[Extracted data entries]
◇ ◇ ◇ ◇

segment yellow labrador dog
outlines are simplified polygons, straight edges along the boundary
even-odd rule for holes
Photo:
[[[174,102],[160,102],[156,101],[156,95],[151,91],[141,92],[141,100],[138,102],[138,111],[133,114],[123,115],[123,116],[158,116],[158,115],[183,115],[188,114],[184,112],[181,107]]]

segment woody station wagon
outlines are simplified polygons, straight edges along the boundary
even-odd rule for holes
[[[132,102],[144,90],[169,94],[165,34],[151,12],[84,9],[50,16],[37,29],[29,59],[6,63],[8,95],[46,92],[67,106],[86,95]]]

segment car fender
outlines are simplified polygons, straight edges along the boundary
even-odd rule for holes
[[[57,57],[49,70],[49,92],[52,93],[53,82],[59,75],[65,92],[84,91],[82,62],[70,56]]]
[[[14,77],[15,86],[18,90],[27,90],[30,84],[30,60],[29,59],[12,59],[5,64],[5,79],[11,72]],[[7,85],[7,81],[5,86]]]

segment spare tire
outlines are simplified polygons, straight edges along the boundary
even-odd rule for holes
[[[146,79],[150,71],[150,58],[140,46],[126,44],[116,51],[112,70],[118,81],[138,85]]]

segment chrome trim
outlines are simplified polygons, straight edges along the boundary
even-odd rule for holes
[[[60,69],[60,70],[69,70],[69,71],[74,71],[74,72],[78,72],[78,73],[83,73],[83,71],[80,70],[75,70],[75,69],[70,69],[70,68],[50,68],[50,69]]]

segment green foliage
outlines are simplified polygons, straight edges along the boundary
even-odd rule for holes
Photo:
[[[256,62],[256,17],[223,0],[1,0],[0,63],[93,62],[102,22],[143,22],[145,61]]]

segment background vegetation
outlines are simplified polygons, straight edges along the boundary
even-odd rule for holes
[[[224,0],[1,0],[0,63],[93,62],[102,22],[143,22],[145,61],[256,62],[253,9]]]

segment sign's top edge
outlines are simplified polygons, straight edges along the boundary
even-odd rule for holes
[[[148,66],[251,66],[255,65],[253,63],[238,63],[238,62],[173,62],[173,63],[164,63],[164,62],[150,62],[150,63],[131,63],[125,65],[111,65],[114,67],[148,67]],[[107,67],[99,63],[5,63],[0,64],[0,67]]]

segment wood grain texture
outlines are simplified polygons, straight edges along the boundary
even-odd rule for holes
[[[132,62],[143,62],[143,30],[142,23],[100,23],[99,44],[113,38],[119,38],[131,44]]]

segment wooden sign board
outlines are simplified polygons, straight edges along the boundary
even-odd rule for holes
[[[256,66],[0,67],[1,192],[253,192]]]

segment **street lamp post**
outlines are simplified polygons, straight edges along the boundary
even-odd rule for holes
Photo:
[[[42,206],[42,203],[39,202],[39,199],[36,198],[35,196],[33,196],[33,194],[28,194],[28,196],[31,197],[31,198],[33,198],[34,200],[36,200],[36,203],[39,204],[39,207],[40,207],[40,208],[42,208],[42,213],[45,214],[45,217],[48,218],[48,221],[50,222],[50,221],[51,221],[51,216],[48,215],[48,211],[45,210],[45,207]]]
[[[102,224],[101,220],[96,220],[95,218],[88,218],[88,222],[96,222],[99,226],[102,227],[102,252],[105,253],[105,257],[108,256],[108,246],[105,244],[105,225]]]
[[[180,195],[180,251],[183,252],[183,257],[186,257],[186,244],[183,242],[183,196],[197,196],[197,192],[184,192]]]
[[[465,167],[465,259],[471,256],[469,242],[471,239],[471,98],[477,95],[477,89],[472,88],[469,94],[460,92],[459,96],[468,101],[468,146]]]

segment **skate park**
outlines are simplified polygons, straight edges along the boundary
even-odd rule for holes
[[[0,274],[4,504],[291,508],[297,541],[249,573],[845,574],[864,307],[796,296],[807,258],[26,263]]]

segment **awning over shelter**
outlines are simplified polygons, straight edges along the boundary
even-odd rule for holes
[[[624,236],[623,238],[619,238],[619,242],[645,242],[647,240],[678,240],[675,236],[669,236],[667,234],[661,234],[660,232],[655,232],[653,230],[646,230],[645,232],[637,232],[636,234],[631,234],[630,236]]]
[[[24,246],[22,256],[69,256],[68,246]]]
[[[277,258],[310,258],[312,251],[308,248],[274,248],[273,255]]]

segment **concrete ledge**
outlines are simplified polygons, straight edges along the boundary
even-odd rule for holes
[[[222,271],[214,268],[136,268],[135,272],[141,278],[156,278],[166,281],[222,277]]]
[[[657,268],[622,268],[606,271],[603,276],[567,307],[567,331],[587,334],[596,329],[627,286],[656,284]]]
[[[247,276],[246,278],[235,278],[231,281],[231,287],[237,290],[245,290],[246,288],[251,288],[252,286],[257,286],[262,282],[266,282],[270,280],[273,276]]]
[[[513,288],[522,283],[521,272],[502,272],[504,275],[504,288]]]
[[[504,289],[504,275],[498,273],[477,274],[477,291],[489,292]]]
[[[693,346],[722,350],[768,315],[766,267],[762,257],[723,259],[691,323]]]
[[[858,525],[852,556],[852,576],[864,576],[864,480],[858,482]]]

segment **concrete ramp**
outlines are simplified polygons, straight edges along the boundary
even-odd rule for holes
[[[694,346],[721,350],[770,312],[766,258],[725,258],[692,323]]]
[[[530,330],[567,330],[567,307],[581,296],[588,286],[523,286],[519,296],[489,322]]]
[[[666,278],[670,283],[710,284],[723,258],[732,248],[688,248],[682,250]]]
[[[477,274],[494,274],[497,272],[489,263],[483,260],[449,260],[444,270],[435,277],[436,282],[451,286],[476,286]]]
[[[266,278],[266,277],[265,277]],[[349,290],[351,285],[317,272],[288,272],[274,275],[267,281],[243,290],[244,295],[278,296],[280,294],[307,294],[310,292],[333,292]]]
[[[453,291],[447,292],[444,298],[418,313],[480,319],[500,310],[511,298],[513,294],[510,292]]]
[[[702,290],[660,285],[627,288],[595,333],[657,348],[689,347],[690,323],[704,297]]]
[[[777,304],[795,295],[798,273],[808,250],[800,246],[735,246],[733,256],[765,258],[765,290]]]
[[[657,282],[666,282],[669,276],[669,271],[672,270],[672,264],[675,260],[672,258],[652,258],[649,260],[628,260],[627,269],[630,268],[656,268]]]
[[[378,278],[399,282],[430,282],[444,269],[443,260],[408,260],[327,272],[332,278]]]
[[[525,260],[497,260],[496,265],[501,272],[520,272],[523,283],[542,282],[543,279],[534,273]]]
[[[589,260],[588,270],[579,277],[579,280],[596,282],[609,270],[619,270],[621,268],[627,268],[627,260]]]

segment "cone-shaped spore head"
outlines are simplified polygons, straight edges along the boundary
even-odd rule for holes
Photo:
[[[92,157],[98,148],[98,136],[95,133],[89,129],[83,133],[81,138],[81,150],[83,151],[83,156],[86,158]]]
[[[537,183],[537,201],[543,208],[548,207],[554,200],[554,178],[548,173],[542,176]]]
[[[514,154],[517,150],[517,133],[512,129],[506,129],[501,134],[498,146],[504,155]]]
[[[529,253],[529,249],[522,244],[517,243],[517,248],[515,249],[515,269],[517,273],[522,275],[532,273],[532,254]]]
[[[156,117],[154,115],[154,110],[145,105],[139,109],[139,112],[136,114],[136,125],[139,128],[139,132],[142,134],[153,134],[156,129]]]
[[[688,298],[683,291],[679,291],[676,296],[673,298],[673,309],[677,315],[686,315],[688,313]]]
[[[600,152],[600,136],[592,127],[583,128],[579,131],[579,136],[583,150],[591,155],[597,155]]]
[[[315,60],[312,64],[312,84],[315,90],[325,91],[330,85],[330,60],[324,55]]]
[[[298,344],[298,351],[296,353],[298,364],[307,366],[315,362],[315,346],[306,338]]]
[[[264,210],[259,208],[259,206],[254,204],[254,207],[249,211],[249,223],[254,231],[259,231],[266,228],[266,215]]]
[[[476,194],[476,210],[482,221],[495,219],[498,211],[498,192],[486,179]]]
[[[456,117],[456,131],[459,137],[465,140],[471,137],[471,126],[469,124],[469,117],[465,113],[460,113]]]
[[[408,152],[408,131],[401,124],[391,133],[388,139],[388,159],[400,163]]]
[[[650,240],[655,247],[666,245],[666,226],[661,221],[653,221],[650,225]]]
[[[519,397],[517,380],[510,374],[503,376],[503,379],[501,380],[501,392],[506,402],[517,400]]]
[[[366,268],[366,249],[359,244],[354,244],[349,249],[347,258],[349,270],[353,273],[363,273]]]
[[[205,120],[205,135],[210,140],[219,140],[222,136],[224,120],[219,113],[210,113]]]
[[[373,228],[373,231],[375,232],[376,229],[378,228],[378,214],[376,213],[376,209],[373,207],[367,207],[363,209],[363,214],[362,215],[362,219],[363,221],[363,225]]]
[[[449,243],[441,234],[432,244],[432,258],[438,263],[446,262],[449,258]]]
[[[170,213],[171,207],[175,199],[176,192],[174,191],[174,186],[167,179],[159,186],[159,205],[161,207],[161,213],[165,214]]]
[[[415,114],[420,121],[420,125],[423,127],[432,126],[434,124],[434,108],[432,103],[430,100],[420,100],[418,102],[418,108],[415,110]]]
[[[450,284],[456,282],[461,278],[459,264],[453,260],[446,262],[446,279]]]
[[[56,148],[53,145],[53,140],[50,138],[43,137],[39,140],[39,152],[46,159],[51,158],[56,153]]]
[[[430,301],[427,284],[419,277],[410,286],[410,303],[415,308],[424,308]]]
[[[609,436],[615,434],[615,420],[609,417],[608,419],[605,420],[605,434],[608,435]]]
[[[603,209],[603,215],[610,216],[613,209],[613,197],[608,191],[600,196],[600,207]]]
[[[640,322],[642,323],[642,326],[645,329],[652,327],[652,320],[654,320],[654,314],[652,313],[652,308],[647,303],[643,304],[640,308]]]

◇ ◇ ◇ ◇

**Exercise aim:** Rewrite the part of the data that opens with the line containing "segment wooden sign board" and closes with the line containing "[[[256,66],[0,67],[1,192],[253,192]]]", substituting "timber" for "wooden" and leaving everything else unchanged.

**Exercise answer:**
segment timber sign board
outlines are simplified polygons, straight edges along the boundary
even-odd rule for holes
[[[256,66],[0,67],[1,192],[253,192]]]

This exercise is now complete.